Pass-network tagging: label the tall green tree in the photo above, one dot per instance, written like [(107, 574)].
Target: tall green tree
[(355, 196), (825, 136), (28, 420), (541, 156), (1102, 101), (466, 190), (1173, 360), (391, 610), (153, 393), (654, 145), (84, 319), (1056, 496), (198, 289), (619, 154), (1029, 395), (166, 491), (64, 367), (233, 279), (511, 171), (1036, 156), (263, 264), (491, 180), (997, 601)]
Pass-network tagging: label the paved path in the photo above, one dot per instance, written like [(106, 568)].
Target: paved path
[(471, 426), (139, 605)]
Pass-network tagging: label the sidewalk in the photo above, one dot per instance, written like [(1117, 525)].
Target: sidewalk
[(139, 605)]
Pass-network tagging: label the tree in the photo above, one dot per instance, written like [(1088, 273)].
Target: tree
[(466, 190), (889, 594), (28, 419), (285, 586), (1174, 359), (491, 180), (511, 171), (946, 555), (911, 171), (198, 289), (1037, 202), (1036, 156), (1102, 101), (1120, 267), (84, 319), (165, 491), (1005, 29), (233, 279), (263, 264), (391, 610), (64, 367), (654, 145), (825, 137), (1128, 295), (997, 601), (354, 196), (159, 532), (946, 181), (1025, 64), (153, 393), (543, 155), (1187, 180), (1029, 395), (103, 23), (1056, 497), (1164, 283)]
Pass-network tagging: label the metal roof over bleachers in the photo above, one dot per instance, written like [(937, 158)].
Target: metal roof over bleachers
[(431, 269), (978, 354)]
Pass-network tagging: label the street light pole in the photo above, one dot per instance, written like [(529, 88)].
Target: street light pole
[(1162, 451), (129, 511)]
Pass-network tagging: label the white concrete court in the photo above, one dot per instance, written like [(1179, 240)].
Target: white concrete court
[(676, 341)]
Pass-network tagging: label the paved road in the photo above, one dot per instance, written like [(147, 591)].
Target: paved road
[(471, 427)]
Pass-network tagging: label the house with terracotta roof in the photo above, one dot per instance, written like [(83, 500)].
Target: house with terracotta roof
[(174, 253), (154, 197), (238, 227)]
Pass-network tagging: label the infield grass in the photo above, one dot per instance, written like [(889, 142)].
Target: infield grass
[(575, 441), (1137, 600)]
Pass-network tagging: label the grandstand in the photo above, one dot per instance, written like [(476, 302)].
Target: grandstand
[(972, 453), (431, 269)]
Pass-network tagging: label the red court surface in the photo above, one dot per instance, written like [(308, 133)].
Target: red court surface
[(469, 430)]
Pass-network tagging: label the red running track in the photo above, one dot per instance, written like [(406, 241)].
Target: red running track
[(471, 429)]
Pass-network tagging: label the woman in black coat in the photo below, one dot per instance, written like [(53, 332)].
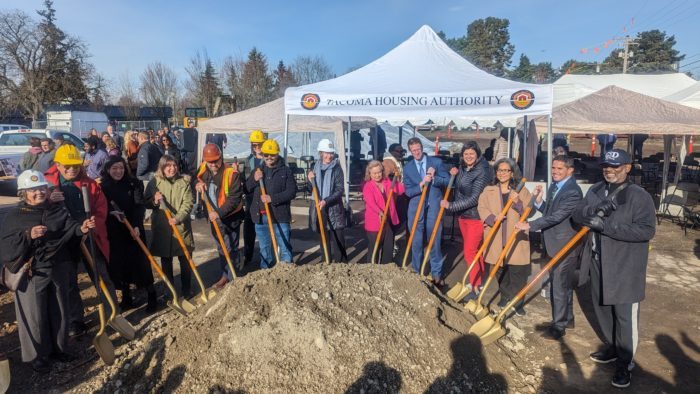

══════

Recast every line above as a numbered list, skipping blank lines and omitting the pictures.

OUTPUT BELOW
1. Pass-network tagging: label the tall green tree in the photo above, one dot per instance, written like [(107, 574)].
2. Target: tall green tree
3. [(355, 196), (825, 136), (28, 420), (541, 156), (1102, 101), (466, 190), (1173, 360), (391, 610), (153, 393), (654, 145), (84, 319), (1056, 496), (198, 289), (619, 154), (1029, 395), (166, 491), (64, 367), (233, 279), (511, 171), (1036, 156), (263, 264), (491, 180), (997, 601)]
4. Pass-network tagging: label the paved path in the photo above, one dot per instance, written like [(106, 568)].
5. Target: paved path
6. [(471, 426), (139, 605)]
7. Pass-network tagging: label the sidewalk in the photo above, one dot per instance, written like [(1117, 525)].
8. Target: sidewalk
9. [(139, 605)]
10. Pass-network tagging: label the tree in the photo above, one dot per instance, written like [(1088, 273)].
11. Target: tree
12. [(466, 190), (889, 594), (28, 419), (285, 586), (1174, 359), (491, 180), (511, 171), (946, 555), (911, 171), (198, 289), (1037, 202), (1036, 156), (1102, 101), (1120, 267), (84, 319), (165, 491), (1005, 29), (233, 279), (263, 264), (391, 610), (64, 367), (654, 145), (825, 137), (1128, 295), (997, 601), (354, 196), (159, 532), (946, 181), (1025, 64), (153, 393), (543, 155), (1187, 180), (1029, 395), (103, 23), (1056, 497), (1164, 283)]
13. Pass-network tagging: label the metal roof over bleachers in the photo above, one dot per instance, written like [(937, 158)].
14. Target: metal roof over bleachers
15. [(431, 269), (978, 354)]
16. Pass-network tagging: label the street light pole in the photo above, one dot per instance, written like [(529, 88)].
17. Target: street light pole
18. [(1162, 451), (129, 511)]
19. Pass-network tagging: label the white concrete court in the photo above, one dot per instance, written like [(1179, 240)].
20. Target: white concrete court
21. [(676, 341)]
22. Pass-network tagging: label the paved road in the photo above, one dot per instance, written like [(147, 591)].
23. Target: paved road
24. [(471, 427)]
25. Pass-network tagging: label the house with terracotta roof in the photo above, one dot per instance, written like [(83, 500)].
26. Target: house with terracotta roof
27. [(174, 253), (154, 197), (238, 227)]
28. Pass-network tagging: label the infield grass in the photo above, one dot per instance, written like [(889, 142)].
29. Target: infield grass
30. [(575, 441), (1137, 600)]
31. Pass-network tagging: label the grandstand in the photo above, one dot per instance, written like [(476, 302)].
32. Target: grandstand
33. [(972, 453), (431, 269)]
34. Pass-network tagging: label the red court surface in the photo above, one dot per instance, written like [(308, 133)].
35. Target: red court surface
36. [(469, 430)]
37. Pass-network tagging: label the red running track in the photo above, one dot per instance, written like [(406, 241)].
38. Target: red running track
39. [(471, 429)]
40. Pass-network tagging: label the woman in black coat in the photo below, one dot per instance, written like [(53, 332)].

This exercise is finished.